## [WORK ORDER]
Give the lines below again exactly, starting with the line that holds "For each target, whether" and going on through the line that holds "box: [56, 121, 66, 140]".
[[ AVAILABLE DATA open ]]
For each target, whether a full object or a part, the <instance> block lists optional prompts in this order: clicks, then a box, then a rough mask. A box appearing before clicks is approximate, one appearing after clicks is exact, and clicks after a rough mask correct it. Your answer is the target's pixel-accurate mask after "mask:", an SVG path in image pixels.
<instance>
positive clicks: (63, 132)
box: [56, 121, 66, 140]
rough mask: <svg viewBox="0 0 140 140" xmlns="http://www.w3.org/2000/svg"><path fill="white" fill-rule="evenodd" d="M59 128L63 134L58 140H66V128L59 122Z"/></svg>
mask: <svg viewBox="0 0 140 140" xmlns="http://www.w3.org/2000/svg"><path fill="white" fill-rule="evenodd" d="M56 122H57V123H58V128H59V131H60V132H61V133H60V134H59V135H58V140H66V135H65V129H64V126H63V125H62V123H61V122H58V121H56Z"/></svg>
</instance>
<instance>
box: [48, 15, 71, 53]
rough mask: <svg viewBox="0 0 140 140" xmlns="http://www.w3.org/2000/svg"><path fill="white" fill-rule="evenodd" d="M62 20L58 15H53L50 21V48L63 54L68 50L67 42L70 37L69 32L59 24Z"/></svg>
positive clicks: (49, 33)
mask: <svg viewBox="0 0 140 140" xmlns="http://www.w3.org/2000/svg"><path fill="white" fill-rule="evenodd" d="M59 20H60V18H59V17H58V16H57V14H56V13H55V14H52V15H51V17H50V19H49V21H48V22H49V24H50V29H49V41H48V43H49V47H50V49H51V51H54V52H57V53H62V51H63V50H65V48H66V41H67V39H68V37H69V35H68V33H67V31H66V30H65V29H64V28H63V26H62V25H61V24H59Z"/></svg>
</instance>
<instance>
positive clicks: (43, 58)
[[ AVAILABLE DATA closed ]]
[[ AVAILABLE DATA open ]]
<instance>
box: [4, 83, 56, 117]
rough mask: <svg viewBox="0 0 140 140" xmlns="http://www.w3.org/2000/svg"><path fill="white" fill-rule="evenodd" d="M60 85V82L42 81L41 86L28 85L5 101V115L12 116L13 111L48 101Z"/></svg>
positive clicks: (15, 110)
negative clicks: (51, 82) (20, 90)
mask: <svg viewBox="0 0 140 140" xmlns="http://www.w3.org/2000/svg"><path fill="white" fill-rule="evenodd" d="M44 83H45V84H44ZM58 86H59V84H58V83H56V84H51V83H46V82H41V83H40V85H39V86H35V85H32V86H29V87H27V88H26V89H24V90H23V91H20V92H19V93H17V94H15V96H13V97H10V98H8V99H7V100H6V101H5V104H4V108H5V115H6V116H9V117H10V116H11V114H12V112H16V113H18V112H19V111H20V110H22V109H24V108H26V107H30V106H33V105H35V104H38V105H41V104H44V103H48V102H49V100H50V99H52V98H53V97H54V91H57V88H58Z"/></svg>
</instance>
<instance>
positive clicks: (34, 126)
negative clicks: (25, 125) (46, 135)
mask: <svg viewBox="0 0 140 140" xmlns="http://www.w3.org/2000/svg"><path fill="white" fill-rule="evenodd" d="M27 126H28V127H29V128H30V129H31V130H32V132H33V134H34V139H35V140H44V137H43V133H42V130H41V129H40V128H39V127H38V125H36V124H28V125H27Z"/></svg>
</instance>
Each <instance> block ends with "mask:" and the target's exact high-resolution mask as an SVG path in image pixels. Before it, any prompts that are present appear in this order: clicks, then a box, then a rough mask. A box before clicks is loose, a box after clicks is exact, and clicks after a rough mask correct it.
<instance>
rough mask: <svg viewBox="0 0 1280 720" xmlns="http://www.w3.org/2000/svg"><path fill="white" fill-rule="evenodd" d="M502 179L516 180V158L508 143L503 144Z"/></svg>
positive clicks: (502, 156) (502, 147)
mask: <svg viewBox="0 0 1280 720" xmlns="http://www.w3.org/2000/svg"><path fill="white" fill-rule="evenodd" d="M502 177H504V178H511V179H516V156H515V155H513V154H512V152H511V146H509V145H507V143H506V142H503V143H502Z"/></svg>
[[ AVAILABLE DATA closed ]]
## [ANSWER FOR THIS EXERCISE]
For each target, whether a full object or a part, the <instance> block lists optional prompts in this order: clicks, then a box, then a rough mask. A box appearing before clicks is approximate, one appearing after clicks is exact, and clicks after a rough mask correct it. Your answer is the target's pixel-accurate mask after "mask:", an SVG path in image pixels.
<instance>
positive clicks: (63, 132)
box: [56, 121, 66, 140]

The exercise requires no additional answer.